• **Your task**:
Copy the rows below, starting with the line containing "Definition for annotators: for every instance of the grazing" and continuing through the line containing "[[375, 87]]", with both of those lines included.

• **Working data**:
** BEGIN **

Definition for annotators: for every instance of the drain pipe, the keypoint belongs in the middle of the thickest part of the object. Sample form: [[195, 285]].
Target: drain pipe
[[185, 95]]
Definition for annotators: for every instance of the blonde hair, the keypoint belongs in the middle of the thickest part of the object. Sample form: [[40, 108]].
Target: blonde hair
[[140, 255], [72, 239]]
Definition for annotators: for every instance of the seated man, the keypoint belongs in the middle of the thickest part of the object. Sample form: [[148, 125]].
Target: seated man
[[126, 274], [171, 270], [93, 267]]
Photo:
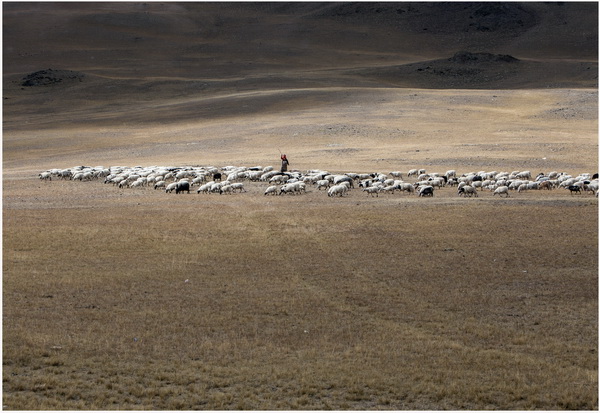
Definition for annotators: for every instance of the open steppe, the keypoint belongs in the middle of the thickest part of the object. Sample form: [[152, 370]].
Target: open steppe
[[138, 299]]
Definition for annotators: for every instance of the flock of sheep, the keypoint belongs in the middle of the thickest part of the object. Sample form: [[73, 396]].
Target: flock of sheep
[[230, 179]]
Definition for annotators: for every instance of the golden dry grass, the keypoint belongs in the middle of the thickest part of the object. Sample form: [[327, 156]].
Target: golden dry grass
[[252, 302]]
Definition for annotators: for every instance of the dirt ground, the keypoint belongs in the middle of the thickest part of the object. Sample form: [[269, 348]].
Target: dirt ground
[[415, 303]]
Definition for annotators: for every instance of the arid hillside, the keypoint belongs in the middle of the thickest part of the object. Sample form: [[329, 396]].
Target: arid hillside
[[125, 296], [130, 67]]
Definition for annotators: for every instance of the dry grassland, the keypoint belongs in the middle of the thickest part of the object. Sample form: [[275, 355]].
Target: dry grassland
[[137, 299]]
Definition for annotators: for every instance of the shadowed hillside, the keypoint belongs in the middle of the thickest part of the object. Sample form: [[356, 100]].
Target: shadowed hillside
[[231, 40], [91, 59]]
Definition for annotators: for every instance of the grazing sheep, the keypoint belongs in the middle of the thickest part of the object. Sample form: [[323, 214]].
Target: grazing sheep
[[501, 190], [45, 176], [182, 186], [467, 190]]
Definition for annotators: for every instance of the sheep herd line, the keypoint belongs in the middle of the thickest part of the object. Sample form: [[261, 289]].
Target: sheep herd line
[[231, 179]]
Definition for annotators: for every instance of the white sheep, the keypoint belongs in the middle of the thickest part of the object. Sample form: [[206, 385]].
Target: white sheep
[[336, 190], [501, 190], [238, 186]]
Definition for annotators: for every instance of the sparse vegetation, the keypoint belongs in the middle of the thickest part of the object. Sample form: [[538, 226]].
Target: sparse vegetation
[[125, 299]]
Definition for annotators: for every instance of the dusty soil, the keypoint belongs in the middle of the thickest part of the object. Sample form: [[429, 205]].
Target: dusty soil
[[375, 87]]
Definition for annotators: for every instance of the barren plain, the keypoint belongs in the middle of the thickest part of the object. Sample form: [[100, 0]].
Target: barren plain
[[132, 298]]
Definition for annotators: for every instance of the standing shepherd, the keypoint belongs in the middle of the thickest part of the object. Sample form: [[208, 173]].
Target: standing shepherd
[[284, 163]]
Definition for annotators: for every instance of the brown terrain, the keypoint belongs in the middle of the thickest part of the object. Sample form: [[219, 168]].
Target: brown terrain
[[133, 298]]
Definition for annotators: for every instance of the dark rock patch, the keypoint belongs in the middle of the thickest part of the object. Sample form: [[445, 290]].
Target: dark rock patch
[[468, 57]]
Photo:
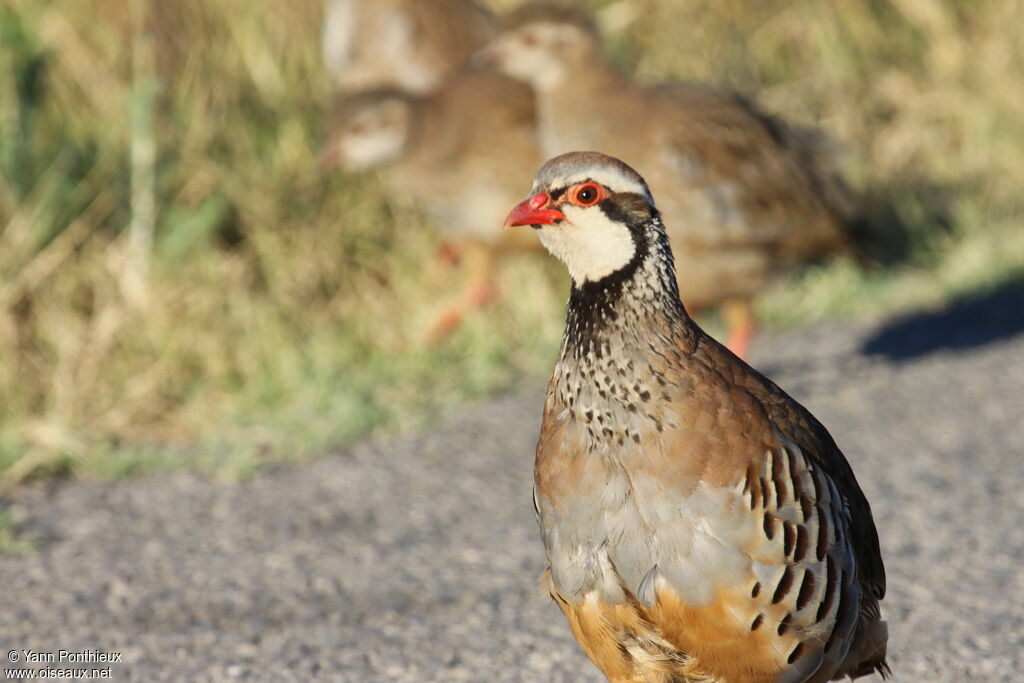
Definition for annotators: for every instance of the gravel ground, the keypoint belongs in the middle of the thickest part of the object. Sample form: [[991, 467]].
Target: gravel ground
[[416, 557]]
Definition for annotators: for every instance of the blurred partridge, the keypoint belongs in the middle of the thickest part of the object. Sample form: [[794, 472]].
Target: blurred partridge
[[745, 196], [462, 155], [699, 524], [409, 45]]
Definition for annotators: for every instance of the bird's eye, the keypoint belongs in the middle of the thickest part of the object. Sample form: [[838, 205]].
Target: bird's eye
[[587, 195]]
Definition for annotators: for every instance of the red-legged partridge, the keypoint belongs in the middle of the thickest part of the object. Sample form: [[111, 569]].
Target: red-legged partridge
[[745, 195], [699, 524]]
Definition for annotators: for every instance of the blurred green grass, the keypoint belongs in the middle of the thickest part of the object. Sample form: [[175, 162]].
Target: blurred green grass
[[283, 309]]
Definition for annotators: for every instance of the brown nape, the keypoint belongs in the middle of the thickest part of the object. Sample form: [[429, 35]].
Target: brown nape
[[550, 12]]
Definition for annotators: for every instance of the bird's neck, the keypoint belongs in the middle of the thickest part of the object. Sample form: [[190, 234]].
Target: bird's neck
[[636, 306]]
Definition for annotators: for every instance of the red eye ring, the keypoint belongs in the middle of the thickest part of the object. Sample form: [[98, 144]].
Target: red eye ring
[[588, 194]]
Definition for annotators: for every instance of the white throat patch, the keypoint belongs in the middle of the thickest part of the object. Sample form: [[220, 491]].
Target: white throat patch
[[591, 245]]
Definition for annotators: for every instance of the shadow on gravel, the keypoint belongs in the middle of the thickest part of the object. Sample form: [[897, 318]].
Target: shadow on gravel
[[975, 319]]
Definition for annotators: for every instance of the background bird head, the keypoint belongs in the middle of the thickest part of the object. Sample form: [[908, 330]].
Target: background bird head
[[368, 130], [546, 44], [594, 213]]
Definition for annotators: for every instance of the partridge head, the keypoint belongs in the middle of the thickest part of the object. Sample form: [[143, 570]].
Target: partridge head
[[747, 197], [699, 524], [369, 129]]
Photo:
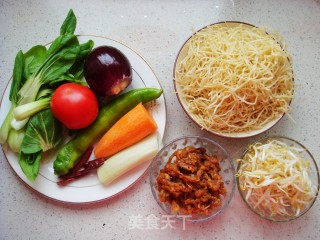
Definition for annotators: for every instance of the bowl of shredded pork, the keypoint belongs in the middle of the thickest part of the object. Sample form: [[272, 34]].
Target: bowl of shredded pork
[[234, 79]]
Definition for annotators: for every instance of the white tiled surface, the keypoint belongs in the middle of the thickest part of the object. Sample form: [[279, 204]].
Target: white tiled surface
[[157, 29]]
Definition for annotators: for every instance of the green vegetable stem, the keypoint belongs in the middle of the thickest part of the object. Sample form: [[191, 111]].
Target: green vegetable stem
[[109, 114]]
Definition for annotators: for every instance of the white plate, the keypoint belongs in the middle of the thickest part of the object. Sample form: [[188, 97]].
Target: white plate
[[89, 189]]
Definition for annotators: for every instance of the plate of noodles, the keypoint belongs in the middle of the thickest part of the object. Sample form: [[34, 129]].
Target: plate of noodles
[[234, 79]]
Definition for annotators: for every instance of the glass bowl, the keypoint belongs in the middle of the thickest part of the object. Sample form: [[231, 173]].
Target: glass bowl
[[278, 196], [227, 173]]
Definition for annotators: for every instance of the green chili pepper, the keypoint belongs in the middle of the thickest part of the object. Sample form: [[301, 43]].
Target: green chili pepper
[[108, 115]]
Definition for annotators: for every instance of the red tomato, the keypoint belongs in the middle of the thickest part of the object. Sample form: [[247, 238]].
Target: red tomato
[[74, 105]]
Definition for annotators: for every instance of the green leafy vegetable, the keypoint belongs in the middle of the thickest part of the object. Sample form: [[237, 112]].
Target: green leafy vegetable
[[30, 164], [29, 127]]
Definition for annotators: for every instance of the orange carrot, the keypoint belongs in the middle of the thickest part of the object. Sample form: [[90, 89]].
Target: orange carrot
[[130, 129]]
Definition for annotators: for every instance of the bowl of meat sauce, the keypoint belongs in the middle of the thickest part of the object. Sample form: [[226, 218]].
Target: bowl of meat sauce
[[193, 178]]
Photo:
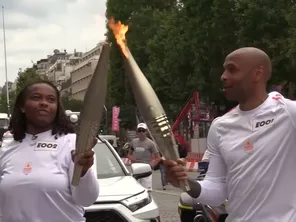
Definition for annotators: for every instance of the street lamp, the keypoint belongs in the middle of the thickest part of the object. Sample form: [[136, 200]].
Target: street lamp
[[5, 59]]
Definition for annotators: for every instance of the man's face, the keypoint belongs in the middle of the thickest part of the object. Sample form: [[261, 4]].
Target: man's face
[[40, 106], [237, 78], [141, 133]]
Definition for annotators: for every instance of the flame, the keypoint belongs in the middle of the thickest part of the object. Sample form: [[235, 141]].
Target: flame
[[119, 31]]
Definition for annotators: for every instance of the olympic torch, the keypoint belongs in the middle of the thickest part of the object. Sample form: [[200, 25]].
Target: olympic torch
[[147, 101], [93, 106]]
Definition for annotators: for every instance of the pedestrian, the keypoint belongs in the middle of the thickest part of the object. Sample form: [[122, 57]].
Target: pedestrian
[[182, 150], [252, 147], [37, 165], [143, 150], [163, 177]]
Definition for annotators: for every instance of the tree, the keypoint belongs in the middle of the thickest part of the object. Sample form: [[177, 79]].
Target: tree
[[26, 77], [3, 102], [72, 104]]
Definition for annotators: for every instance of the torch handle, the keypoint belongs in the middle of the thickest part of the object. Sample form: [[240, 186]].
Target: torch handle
[[185, 186], [76, 174]]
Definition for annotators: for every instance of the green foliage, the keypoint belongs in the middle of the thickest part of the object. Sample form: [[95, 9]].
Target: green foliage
[[72, 104], [26, 77], [3, 102]]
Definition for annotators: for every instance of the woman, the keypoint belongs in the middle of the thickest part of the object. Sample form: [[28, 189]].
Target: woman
[[37, 166]]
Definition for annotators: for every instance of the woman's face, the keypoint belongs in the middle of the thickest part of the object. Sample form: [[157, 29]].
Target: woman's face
[[40, 105]]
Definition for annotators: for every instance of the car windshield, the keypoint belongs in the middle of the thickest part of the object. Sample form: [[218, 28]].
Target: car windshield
[[106, 163], [3, 122]]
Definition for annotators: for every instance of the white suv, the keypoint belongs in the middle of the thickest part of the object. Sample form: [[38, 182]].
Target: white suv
[[122, 198]]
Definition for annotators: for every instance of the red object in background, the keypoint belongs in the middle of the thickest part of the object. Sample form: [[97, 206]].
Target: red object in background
[[115, 120], [196, 112]]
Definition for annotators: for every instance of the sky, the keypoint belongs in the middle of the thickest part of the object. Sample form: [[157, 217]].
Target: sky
[[34, 28]]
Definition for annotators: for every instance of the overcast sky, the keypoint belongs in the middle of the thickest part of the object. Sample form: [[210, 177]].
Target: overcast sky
[[34, 28]]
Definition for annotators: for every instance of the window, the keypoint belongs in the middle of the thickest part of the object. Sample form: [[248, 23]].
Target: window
[[107, 164]]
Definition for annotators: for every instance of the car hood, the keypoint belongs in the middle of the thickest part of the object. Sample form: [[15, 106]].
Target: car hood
[[118, 188]]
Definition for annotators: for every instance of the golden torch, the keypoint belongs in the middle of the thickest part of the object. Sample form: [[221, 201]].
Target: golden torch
[[93, 107], [147, 100]]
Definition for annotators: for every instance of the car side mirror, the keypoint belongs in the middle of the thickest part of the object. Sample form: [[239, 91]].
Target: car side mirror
[[141, 170]]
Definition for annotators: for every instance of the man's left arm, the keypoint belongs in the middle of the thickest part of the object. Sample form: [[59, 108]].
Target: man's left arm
[[291, 107], [155, 155]]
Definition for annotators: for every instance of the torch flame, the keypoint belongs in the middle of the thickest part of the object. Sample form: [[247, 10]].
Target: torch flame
[[119, 31]]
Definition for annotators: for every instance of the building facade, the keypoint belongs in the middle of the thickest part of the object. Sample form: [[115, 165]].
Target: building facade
[[83, 71]]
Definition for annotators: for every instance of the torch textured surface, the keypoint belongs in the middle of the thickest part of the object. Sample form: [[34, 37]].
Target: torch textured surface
[[151, 110], [93, 107]]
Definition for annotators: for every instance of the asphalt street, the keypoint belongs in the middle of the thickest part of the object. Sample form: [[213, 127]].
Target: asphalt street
[[167, 200]]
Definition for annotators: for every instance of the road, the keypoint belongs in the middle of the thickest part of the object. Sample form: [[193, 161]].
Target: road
[[167, 200]]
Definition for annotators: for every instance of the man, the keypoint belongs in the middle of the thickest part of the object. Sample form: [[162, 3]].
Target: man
[[143, 150], [182, 150], [252, 148]]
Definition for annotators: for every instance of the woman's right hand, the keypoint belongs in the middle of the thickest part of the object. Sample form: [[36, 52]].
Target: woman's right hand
[[175, 171]]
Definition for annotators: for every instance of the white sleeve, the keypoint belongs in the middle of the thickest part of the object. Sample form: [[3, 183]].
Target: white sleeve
[[291, 108], [213, 187], [87, 191]]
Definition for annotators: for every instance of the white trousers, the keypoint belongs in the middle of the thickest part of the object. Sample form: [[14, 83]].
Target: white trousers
[[146, 182]]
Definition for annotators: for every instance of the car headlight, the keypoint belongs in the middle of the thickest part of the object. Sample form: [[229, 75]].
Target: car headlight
[[138, 201]]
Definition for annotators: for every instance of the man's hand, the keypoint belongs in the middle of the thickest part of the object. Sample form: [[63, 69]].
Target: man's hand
[[86, 159], [175, 171]]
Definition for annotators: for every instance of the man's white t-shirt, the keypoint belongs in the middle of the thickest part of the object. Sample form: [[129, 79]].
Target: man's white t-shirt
[[35, 182], [253, 162]]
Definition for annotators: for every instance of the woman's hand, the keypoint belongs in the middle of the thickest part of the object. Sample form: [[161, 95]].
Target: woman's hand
[[86, 159]]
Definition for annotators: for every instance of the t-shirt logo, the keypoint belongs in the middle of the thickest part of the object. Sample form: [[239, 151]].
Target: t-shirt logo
[[27, 169], [46, 146], [262, 123]]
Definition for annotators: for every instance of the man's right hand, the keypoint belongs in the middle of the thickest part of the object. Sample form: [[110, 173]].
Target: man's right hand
[[175, 171]]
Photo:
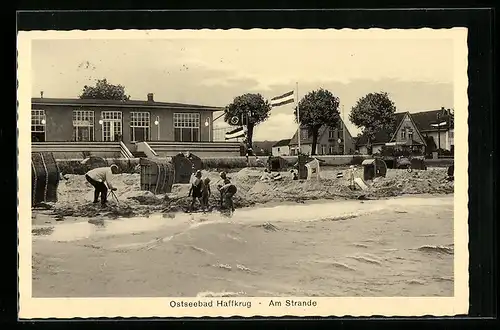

** END **

• **Exercise response**:
Definition for annotators: for every instance of the grazing sheep, the keypoint belongs in the middle of the thickest part of the object. Sample form: [[323, 214]].
Target: grazing sheep
[[501, 190], [45, 176], [182, 186], [467, 190]]
Definition for annotators: for every instance of the sheep herd line, the keypoint belongs in the middle of the thickest part of the object. Sample form: [[261, 289]].
Target: sheep herd line
[[231, 179]]
Definition for annotators: for every instance of the white sheep, the keypoint belongs in the middle of the thickest part of the object. Sample form: [[206, 385]].
Target: white sheep
[[336, 190], [501, 190], [238, 186]]
Definition for annotators: for every instance of the sparse vegetation, the keypoint belongs in the middle of the thickest part of the object. Sample form: [[538, 226]].
Target: sparse vegetation
[[125, 299]]
Definition for annotators: for every instance of the dusty soil, the keypoint belongs in the middle of the thickest part of the object. Sample form: [[429, 205]].
Target: dusty soil
[[375, 87]]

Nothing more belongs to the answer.